# What is your dog's favorite toy?



## NutroGeoff (May 15, 2013)

I've been looking to get Baxter a new toy. Something he won't destroy immediately. What toys do your dog's like?


----------



## Sgrecco (Jan 29, 2014)

Everlasting treat ball!!!! Its weim proof and that says a lot.

They come in small, med, large. You have to buy the treats separate but they last quite a while.

Amazon.com: StarMark Everlasting Treat Ball, Large: Pet Supplies


----------



## NutroGeoff (May 15, 2013)

Sgrecco said:


> Everlasting treat ball!!!! Its weim proof and that says a lot.
> 
> They come in small, med, large. You have to buy the treats separate but they last quite a while.
> 
> Amazon.com: StarMark Everlasting Treat Ball, Large: Pet Supplies


I have seen those before! I've never really though about it before though.


----------



## MollyWoppy (Mar 19, 2010)

Chuck it balls. Both the dogs adore them.


----------



## Rvent (Apr 15, 2012)

oh my Capone has so many they are all his favorite, its a hard choice but I think his jolly ball would be first, it takes him about a month or 2 of extremely violent shaking to kill the handle, he loves tennis balls, tug toys, his chuck it drives him nuts and all his nylabones.... he also has these hartz hard rubber aqua footballs that he has not been able to kill, but I can't find them anymore he also has an indestructible ball they come in a few sizes


----------



## Celt (Dec 27, 2010)

My lot adore the indestructable squeaker toys. They have both the gecko and snake. There's no stuffing and the squeakers keep squeakying even if they're punctured.


----------



## Shamrockmommy (Sep 10, 2009)

Echo loves anything you can put food in.
Jack loves small, soft squeaky things, either plush toys or vinyl squeaky toys.

Cookie is not much of a player but will grab a plush toy once in a while
Darby doesn't play with toys, she will take a stuffed kong though.

The latter 2 are my "old ladies" and out of the playful loop.


----------



## NutroGeoff (May 15, 2013)

Oh wow. So many new options for Baxter. Haha.


----------



## doggykong (Jan 8, 2014)

Hands down flirt-pole. My flirt-pole is very basic, no interesting bait on the end, just a tug rope-which is fantastic, because my dog loves tug. So when I finally let him catch the bait, he gets rewarded by a game of tug. Comes very much in handy for training  

I also second the chuck-it. I really enjoy the balls it comes with, extremely durable and bouncy!


----------



## NutroGeoff (May 15, 2013)

I've never used a flirt pole before. I am not 100% sure that Baxter would play with it though. He has always been more of the fetch and chew kind of player.


----------



## ILuvLabs (Oct 27, 2008)

PROMPT A: In the dog toy thread, which toy does Rvent think would come first among Capone's favorites?
PROMPT B: Please go on with the dog toy thread from the point where it stops.
The rows play no part in this.

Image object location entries
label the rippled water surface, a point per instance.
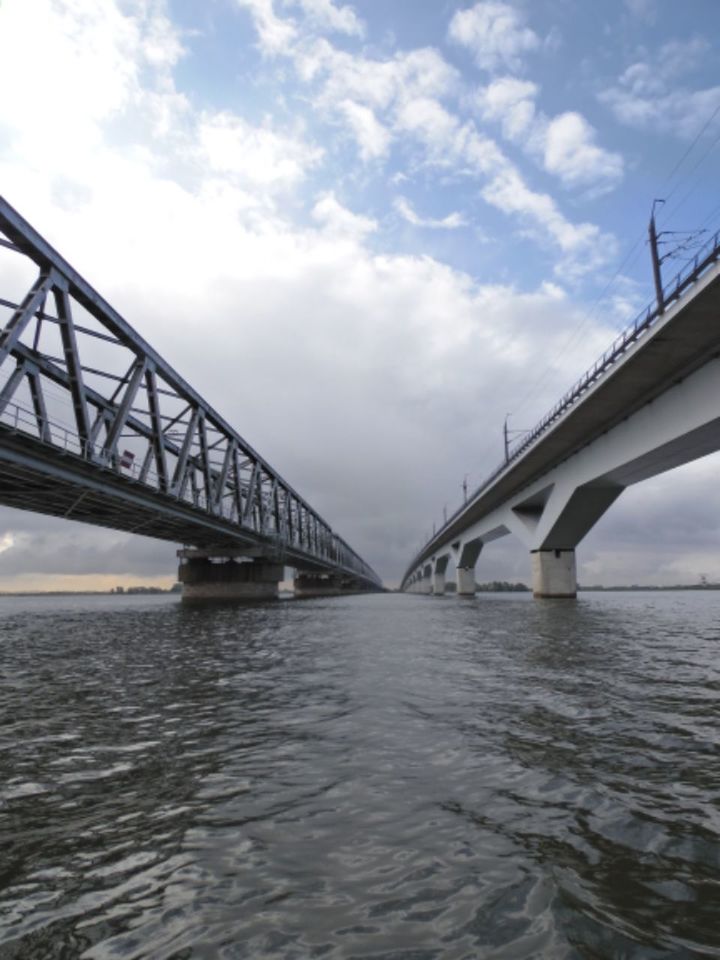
(386, 776)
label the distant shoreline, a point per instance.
(482, 588)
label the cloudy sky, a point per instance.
(367, 232)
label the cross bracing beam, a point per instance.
(96, 425)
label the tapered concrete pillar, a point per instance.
(438, 574)
(554, 574)
(222, 578)
(465, 581)
(465, 568)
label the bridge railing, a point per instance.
(77, 377)
(707, 257)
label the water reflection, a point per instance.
(374, 776)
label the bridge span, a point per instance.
(96, 426)
(650, 403)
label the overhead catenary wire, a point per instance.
(631, 255)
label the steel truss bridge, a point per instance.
(96, 426)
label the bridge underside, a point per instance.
(33, 477)
(659, 409)
(96, 426)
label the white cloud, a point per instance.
(304, 337)
(7, 542)
(451, 222)
(511, 102)
(339, 221)
(649, 95)
(372, 137)
(564, 145)
(495, 32)
(571, 153)
(399, 98)
(643, 9)
(276, 34)
(326, 16)
(254, 154)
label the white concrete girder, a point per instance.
(558, 509)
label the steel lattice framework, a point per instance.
(96, 426)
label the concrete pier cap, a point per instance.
(554, 574)
(229, 575)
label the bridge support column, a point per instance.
(465, 581)
(438, 575)
(465, 568)
(554, 574)
(221, 578)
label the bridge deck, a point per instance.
(673, 344)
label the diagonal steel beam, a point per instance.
(180, 476)
(38, 400)
(157, 445)
(30, 304)
(72, 364)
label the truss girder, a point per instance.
(77, 382)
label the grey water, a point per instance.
(384, 776)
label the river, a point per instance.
(383, 777)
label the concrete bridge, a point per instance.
(96, 426)
(650, 403)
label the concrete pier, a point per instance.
(554, 574)
(226, 578)
(465, 581)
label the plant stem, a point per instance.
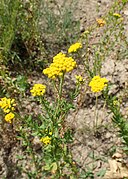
(96, 113)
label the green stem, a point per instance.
(96, 113)
(61, 86)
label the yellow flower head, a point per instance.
(60, 65)
(79, 78)
(100, 22)
(46, 140)
(74, 47)
(9, 117)
(7, 104)
(38, 90)
(117, 15)
(97, 84)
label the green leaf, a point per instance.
(101, 173)
(54, 167)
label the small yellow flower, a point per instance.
(46, 140)
(79, 78)
(9, 117)
(97, 84)
(117, 15)
(100, 22)
(38, 90)
(61, 64)
(74, 47)
(50, 133)
(7, 104)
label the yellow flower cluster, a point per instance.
(74, 47)
(46, 140)
(117, 15)
(79, 78)
(9, 117)
(60, 65)
(100, 22)
(38, 90)
(7, 106)
(97, 84)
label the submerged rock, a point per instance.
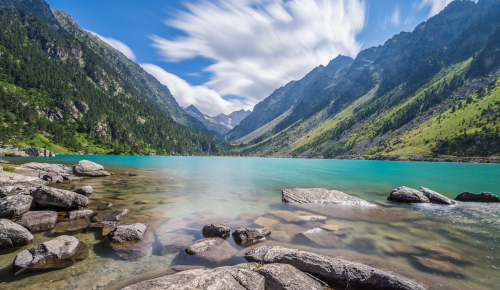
(480, 197)
(14, 205)
(436, 197)
(248, 236)
(406, 194)
(48, 197)
(320, 196)
(13, 235)
(37, 221)
(60, 252)
(333, 271)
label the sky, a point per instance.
(227, 55)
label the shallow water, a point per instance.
(440, 247)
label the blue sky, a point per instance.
(226, 55)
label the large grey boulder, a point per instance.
(223, 278)
(89, 168)
(321, 196)
(45, 196)
(13, 235)
(332, 271)
(286, 277)
(248, 236)
(60, 252)
(435, 197)
(37, 221)
(14, 205)
(480, 197)
(409, 195)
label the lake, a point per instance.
(438, 246)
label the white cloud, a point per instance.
(259, 45)
(120, 46)
(206, 100)
(436, 5)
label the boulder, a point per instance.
(248, 236)
(86, 190)
(235, 278)
(89, 168)
(480, 197)
(45, 196)
(37, 221)
(215, 230)
(406, 194)
(435, 197)
(14, 205)
(57, 253)
(333, 271)
(13, 235)
(286, 277)
(320, 196)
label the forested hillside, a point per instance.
(57, 93)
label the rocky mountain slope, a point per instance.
(424, 93)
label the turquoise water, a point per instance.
(441, 247)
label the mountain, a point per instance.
(58, 93)
(221, 123)
(426, 93)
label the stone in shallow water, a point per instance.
(57, 253)
(37, 221)
(13, 235)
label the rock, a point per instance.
(435, 197)
(110, 215)
(480, 197)
(14, 205)
(406, 194)
(215, 230)
(13, 235)
(171, 243)
(49, 196)
(86, 190)
(88, 168)
(286, 277)
(321, 196)
(319, 237)
(127, 233)
(37, 221)
(77, 214)
(234, 278)
(60, 252)
(248, 236)
(330, 270)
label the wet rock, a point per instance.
(406, 194)
(286, 277)
(248, 236)
(111, 215)
(127, 233)
(37, 221)
(89, 168)
(216, 230)
(319, 237)
(45, 196)
(436, 197)
(171, 243)
(480, 197)
(13, 235)
(60, 252)
(86, 190)
(78, 214)
(321, 196)
(14, 205)
(234, 278)
(332, 271)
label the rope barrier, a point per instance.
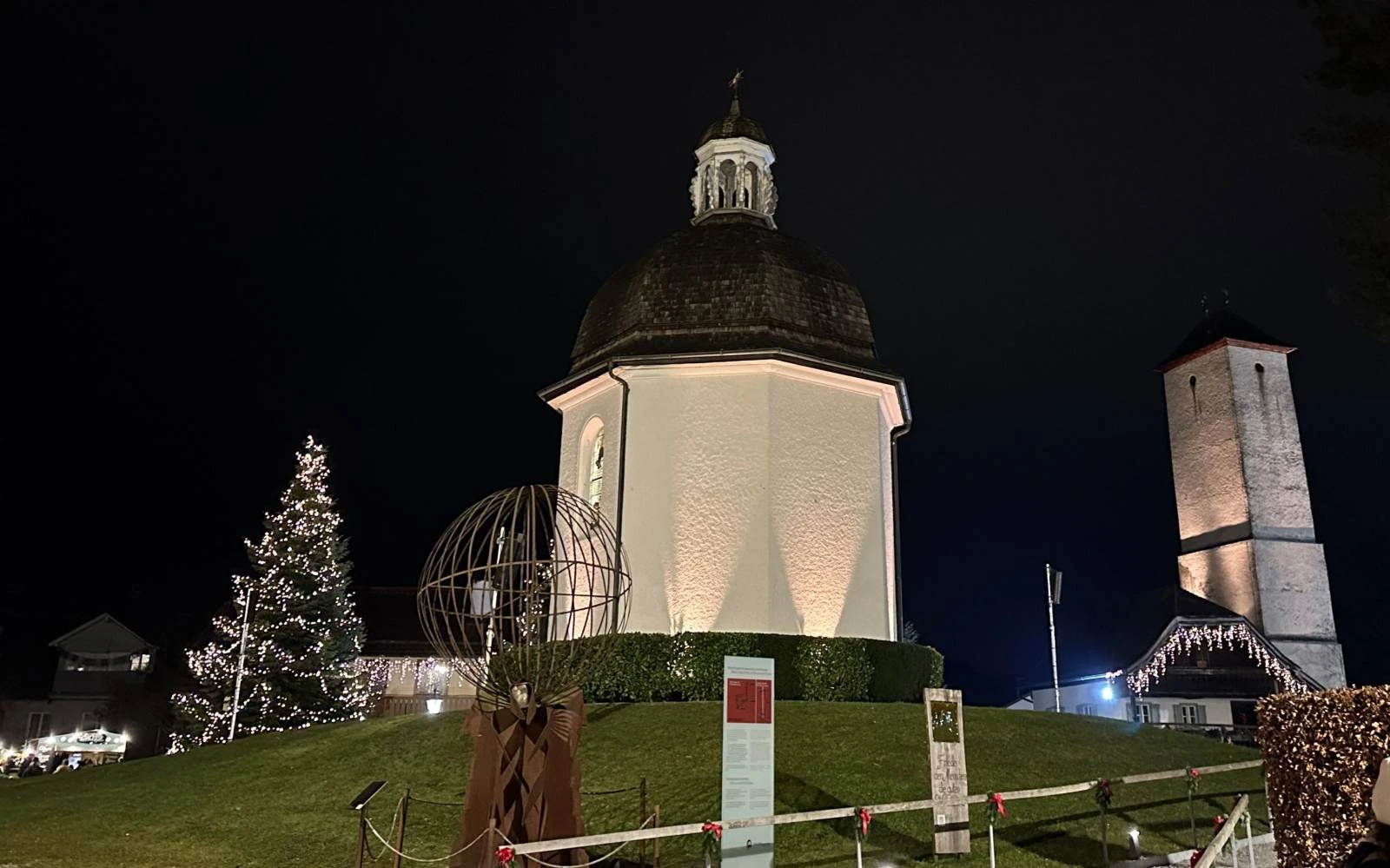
(416, 858)
(448, 805)
(458, 805)
(608, 792)
(605, 857)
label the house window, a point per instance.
(597, 469)
(41, 724)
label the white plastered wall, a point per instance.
(758, 495)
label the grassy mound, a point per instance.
(281, 798)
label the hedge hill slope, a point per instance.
(281, 798)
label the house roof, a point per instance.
(1197, 676)
(99, 620)
(393, 624)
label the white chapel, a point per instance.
(727, 414)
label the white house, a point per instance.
(1202, 673)
(96, 662)
(396, 655)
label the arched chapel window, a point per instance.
(595, 490)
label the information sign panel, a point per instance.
(945, 745)
(748, 759)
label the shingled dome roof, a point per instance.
(734, 125)
(729, 282)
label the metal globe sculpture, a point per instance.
(523, 594)
(513, 582)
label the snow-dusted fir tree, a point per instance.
(303, 633)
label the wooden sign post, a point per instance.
(748, 761)
(945, 745)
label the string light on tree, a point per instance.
(1214, 638)
(303, 633)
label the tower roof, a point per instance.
(729, 282)
(1220, 328)
(734, 125)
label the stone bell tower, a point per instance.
(1243, 509)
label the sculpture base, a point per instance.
(526, 779)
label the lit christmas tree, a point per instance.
(303, 633)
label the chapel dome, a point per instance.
(729, 282)
(734, 125)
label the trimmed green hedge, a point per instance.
(690, 666)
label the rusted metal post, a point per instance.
(657, 843)
(641, 819)
(400, 828)
(361, 836)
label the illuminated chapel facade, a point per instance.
(729, 414)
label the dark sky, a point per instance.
(229, 226)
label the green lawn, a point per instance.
(281, 798)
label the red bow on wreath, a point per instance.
(712, 835)
(862, 815)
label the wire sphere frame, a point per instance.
(513, 582)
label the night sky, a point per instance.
(229, 227)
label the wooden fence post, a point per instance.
(400, 828)
(641, 819)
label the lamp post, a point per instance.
(241, 666)
(1054, 597)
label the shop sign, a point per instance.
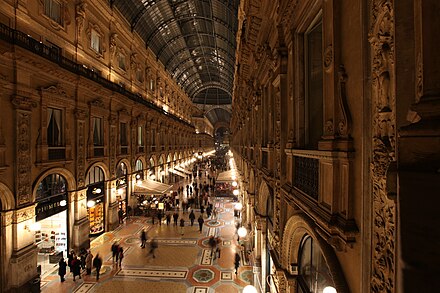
(49, 208)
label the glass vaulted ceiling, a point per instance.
(195, 41)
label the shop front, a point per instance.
(96, 200)
(96, 208)
(51, 235)
(121, 191)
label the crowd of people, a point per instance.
(179, 210)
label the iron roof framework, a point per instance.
(194, 40)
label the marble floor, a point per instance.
(183, 263)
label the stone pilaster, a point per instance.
(23, 119)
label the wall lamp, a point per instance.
(33, 227)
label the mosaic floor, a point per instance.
(181, 263)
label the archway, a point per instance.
(299, 237)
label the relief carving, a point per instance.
(344, 124)
(328, 58)
(113, 46)
(80, 18)
(23, 154)
(381, 38)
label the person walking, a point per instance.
(121, 255)
(97, 263)
(62, 269)
(182, 226)
(237, 262)
(89, 260)
(201, 221)
(143, 238)
(121, 216)
(153, 246)
(159, 217)
(76, 268)
(175, 217)
(192, 217)
(115, 250)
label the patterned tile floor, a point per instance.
(182, 263)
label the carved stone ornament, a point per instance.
(80, 10)
(381, 37)
(98, 103)
(344, 124)
(328, 58)
(113, 46)
(56, 90)
(66, 19)
(24, 214)
(23, 103)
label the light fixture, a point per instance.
(96, 190)
(33, 227)
(329, 289)
(242, 232)
(250, 289)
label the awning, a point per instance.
(226, 176)
(151, 187)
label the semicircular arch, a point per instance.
(70, 179)
(297, 227)
(6, 197)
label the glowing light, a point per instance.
(249, 289)
(35, 226)
(329, 289)
(242, 232)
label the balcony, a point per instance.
(56, 153)
(98, 151)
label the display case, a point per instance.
(96, 218)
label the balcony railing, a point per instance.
(57, 153)
(98, 151)
(25, 41)
(306, 176)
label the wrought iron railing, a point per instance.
(27, 42)
(98, 151)
(306, 176)
(57, 153)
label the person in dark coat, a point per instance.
(76, 268)
(115, 250)
(192, 217)
(201, 221)
(175, 217)
(97, 263)
(237, 262)
(62, 269)
(168, 217)
(143, 238)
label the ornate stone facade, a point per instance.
(381, 37)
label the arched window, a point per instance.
(52, 185)
(95, 175)
(139, 166)
(314, 274)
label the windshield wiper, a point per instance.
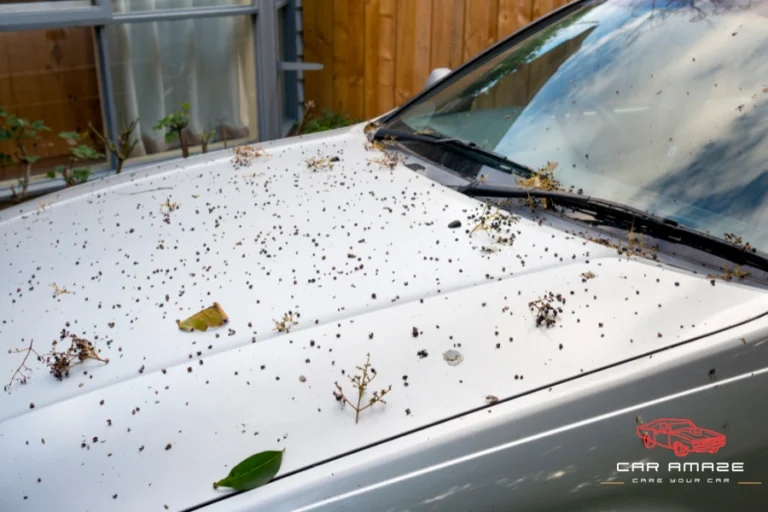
(611, 213)
(469, 149)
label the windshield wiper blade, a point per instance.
(466, 148)
(612, 213)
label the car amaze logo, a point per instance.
(681, 436)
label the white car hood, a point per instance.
(364, 255)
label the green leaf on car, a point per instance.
(253, 472)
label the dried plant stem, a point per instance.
(23, 365)
(361, 382)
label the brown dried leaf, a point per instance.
(213, 316)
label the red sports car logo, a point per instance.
(681, 436)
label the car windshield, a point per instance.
(662, 106)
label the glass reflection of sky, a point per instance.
(662, 106)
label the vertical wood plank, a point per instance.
(311, 49)
(324, 24)
(513, 15)
(479, 26)
(372, 26)
(356, 59)
(447, 33)
(387, 55)
(406, 39)
(422, 44)
(340, 55)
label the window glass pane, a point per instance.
(207, 63)
(8, 6)
(160, 5)
(51, 76)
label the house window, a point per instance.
(52, 76)
(207, 63)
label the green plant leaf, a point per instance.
(253, 472)
(69, 135)
(85, 152)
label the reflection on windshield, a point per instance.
(659, 105)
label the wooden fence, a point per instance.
(378, 53)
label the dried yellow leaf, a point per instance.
(213, 316)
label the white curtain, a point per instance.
(157, 66)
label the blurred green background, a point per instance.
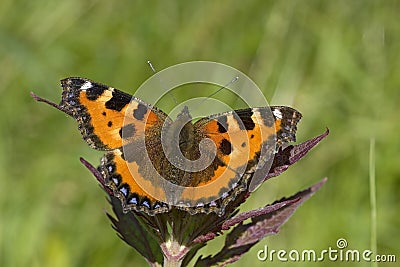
(335, 61)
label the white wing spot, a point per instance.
(86, 85)
(277, 113)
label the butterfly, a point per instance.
(153, 162)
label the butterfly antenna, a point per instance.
(161, 82)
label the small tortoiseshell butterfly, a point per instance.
(130, 131)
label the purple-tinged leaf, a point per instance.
(291, 154)
(244, 236)
(135, 232)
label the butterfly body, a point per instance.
(153, 162)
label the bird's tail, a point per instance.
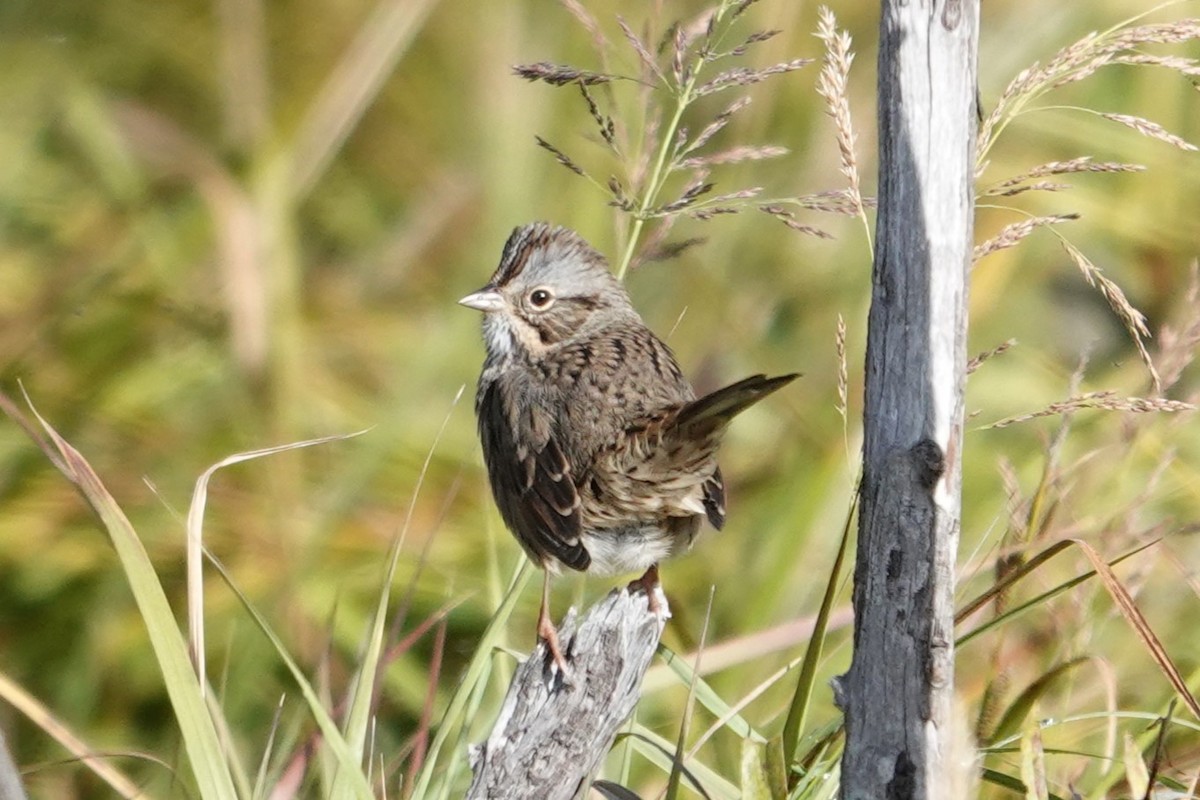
(714, 410)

EXERCISE OUTPUT A: His jolly ball.

EXERCISE OUTPUT B:
Hands down, it's the bungee toys. She loves tennis balls & chases them every morning when I throw them for her but when we get home it's on to her toys, usually her bungee toys. I've been looking for a tough one because she picks & graws until the ears or nose is gone & then out comes stuffing. I wish I could find a bungee toy that would actually stand up to chewing. She loves all her toys but prefers soft, fleecey ones but those are also the easiest to destroy........going to try Tuffy toys. Heard they last.:heh:


----------



## NutroGeoff (May 15, 2013)

They have a new type of toy at Petco. I don't remember what the name of it is but they seem to be pretty durable. I've been thinking about getting one for Baxter. It's this solid rubber ball or stick that you could put treats or peanut butter or something in. Looks pretty good.


----------



## NZ Raw (Sep 14, 2011)

Tank has two favorites
One of these kong sticks 
http://www.petmountain.com/photos/p.../dog-chew-toys/kong-squeezz-stick-dog-toy.jpg
his stick said hours of fun, we knew it would not last but were hoping for a couple of hours, he killed the squeakers instantly so the shop gave him another it lasted two hours so we were happy, he still loves it even though it no longer squeaks.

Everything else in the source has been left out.